== Segment start ==

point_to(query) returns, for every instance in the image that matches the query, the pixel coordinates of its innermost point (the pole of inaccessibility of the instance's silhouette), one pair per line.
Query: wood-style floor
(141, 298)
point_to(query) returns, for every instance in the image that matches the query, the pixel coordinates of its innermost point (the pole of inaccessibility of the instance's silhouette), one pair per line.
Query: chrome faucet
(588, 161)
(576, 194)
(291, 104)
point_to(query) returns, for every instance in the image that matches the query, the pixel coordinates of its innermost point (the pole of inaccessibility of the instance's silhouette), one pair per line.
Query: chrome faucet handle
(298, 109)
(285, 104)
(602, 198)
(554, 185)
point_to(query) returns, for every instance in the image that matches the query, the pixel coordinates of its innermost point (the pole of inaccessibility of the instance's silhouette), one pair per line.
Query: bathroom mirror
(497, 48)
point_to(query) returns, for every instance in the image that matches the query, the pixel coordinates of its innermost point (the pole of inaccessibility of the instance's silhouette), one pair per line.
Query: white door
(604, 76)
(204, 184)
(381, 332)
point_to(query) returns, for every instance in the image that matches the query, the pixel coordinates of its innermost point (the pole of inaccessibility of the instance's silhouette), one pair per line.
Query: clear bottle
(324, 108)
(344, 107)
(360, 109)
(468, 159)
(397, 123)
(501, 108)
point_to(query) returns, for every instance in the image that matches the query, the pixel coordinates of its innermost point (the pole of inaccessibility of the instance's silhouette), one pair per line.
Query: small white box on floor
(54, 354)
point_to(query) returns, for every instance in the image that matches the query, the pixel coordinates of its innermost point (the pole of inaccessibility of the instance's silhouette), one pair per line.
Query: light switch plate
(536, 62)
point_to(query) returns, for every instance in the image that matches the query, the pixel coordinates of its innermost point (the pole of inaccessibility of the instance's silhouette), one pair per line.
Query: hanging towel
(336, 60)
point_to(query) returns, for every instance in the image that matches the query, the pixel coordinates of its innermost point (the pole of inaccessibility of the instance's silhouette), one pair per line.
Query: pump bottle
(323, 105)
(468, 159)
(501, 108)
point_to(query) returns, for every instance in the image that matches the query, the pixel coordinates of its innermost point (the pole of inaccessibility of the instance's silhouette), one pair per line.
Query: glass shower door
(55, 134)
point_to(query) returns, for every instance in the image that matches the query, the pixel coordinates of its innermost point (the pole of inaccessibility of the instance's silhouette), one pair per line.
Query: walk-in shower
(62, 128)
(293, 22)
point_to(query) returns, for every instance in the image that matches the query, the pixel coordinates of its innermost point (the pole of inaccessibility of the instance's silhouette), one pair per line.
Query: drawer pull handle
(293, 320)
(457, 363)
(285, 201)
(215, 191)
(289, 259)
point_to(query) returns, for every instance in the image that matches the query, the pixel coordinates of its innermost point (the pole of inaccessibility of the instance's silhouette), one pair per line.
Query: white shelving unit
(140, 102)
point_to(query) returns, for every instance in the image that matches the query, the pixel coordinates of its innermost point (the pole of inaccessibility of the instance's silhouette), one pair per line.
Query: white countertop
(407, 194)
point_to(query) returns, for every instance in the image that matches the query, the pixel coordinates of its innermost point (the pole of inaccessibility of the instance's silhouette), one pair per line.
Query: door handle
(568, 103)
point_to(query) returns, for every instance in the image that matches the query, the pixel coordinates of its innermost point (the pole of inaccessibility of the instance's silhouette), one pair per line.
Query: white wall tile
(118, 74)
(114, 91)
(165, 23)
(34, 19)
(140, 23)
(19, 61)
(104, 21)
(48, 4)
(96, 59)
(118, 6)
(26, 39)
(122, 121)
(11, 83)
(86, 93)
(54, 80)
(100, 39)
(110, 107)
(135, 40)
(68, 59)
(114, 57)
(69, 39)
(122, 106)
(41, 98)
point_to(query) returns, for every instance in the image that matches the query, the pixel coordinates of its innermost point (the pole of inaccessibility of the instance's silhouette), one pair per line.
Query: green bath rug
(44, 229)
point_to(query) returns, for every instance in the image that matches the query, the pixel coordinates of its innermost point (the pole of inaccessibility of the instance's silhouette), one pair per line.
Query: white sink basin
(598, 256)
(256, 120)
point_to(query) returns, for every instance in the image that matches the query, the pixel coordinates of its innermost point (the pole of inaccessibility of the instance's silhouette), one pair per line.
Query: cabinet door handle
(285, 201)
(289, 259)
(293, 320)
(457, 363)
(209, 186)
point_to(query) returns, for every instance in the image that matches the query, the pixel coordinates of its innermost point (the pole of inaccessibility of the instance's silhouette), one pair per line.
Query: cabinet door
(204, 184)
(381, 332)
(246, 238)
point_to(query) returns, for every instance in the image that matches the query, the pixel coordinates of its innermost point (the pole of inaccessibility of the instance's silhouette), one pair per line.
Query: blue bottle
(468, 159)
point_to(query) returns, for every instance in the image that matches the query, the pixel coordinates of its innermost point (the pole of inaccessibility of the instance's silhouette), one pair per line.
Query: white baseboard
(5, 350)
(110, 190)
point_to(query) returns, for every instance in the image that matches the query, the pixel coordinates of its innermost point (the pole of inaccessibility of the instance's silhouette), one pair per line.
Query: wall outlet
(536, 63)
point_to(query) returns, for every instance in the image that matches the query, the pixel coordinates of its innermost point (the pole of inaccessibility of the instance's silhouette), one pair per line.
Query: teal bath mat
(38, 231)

== Segment end ==

» EXERCISE DIRECTIONS: Every entry must appear in the answer, reproduced exactly.

» OUTPUT FOR THIS TASK:
point_to(query) returns, for every instance in the image that matches the query, the pixel coordinates of its innermost point (the pole of inaccessibility of the instance's silhouette), one pair per line.
Query: wood-style floor
(141, 298)
point_to(query) returns, for every instance in the image that matches the query, the pixel coordinates of its innermost point (the pole of inaccessibility of the instance's silhouette), one pair per line.
Query: chrome faucet
(588, 161)
(576, 194)
(291, 104)
point_to(query) returns, for every instance in the image that matches the query, the pixel coordinates of its innermost point (the pole of inaccessibility of the instance's silhouette), one pair per line.
Query: chrome faucet handle
(298, 109)
(285, 104)
(602, 198)
(554, 185)
point_to(query) returns, for every instance in the image that matches the query, the pixel coordinates of its innermost point (the pole of inaccessibility of the instance's silhouette), one pair per line.
Query: bathroom mirror
(497, 48)
point_to(query) returns, for every instance in the image that matches the query, the pixel coordinates of its innermost point (the pole of inaccessibility of the instance's silhouette), one pair per line.
Query: white door
(604, 76)
(204, 184)
(381, 332)
point_to(query) returns, for every instance in the image that matches the query, the pixel coordinates of its innermost point (the pole of inaccessibility of the instance's silhouette), one pair per line.
Query: clear bottle
(324, 108)
(344, 107)
(360, 109)
(468, 159)
(397, 123)
(501, 108)
point_to(query) returns, for every instance in the image that matches the query, the pixel coordinates of its innermost point (the pole of inaccessibility of the instance's silhouette), one pair per line.
Query: small white box on floor
(54, 354)
point_to(query) returns, for every instance in the image that matches the query, the pixel coordinates of its innermost point (the pole of inaccessibility of the instance's silhouette), one pair per line.
Query: light switch plate
(536, 62)
point_to(query) returns, for every instance in the image that matches the query, the pixel coordinates of its innermost point (the pole of inaccessibility of the instance's silhouette), one pair per line.
Query: hanging towel
(336, 60)
point_to(query) returns, for every instance in the image that matches the query, the pixel coordinates of its innermost point (the pole of inaccessibility of the instance's silhouette), one pair per line.
Query: pump bottle
(323, 105)
(468, 159)
(501, 108)
point_to(query) returns, for every instance in the image that matches the query, the pixel coordinates of its innermost point (the pole of inaccessibility of the instance's silhouette), one pair per line.
Query: glass shower door
(55, 134)
point_to(query) returns, for every instance in the image that matches the query, the pixel coordinates of its innermost point (the pole of inaccessibility of the instance's silhouette), one pair per line.
Query: walk-in shower
(62, 128)
(293, 22)
point_to(query) returns, for every instance in the image that matches the query, the pixel coordinates of its innermost point (the pole of inaccessibility of the instance's silhouette), one pair per line.
Query: drawer pull handle
(293, 320)
(457, 363)
(285, 201)
(215, 191)
(289, 259)
point_to(query) returns, for every instance in the image that matches the query, the pixel coordinates of its innermost point (the pole of inaccessibility of the instance's silhouette), one pair per line.
Query: white shelving unit
(140, 102)
point_to(query) returns, for every instance in the image that matches the query, the pixel coordinates of its innermost point (the pole of inaccessibility of the instance's silhouette), one pair per line.
Query: white countertop
(407, 194)
point_to(query) returns, for every instance in the image that matches the query, the pixel coordinates of its innermost point (the pole of inaccessibility of the instance's silhouette), one pair per line.
Query: door handle
(568, 103)
point_to(query) returns, for every instance in the image that matches the query, the pixel coordinates of its innermost point (the pole of inaccessibility of the instance's silhouette), one pair per line.
Query: white wall tile
(118, 74)
(114, 91)
(165, 23)
(34, 19)
(140, 23)
(19, 61)
(104, 21)
(48, 4)
(96, 59)
(118, 6)
(26, 39)
(122, 121)
(11, 83)
(86, 93)
(54, 80)
(100, 39)
(110, 107)
(135, 40)
(68, 59)
(114, 57)
(69, 39)
(122, 106)
(41, 98)
point_to(query) returns, for every instance in the image that matches the query, the pixel coordinates of its innermost point (the pole of inaccessibility of the instance's silhouette), one pair per line.
Query: green bath rug
(44, 229)
point_to(query) returns, for every instance in the image that matches the query, the pixel coordinates of its innermost point (the pole of inaccessibility of the instance's silhouette), one pair per line.
Query: white sink basin
(598, 256)
(256, 120)
point_to(query) returns, for every instance in the image that matches the query, the pixel coordinates of its innermost point (the pole of inaccessibility of the instance's silhouette), one pair per line.
Query: cabinet door handle
(285, 201)
(289, 259)
(293, 320)
(457, 363)
(209, 186)
point_to(query) returns, for every instance in the image that matches the query, the pixel coordinates of its innermost point (the pole of inaccessibility of the instance's silhouette), one pair per line.
Query: cabinet door
(204, 184)
(381, 332)
(246, 238)
point_to(query) returns, for every instance in the image that matches the query, the pixel coordinates of its innermost point (the pole of inaccessibility of the instance's silhouette), one pair per line.
Query: blue bottle
(468, 159)
point_to(query) returns, for every instance in the image that matches the query, the pixel coordinates of its innermost point (the pole of inaccessibility of the instance's silhouette), one pair per line.
Query: white baseboard
(5, 350)
(110, 190)
point_to(query) returns, for every instance in the image that matches the query, the pixel coordinates of its innermost point (the pole of inaccessibility of the instance's silhouette), one pair per line.
Query: wall outlet
(536, 63)
point_to(query) returns, for every instance in the image that matches the query, the pixel coordinates of its innermost point (the pole of inaccessibility of the instance's silhouette), one pair per line.
Query: teal bath mat
(38, 231)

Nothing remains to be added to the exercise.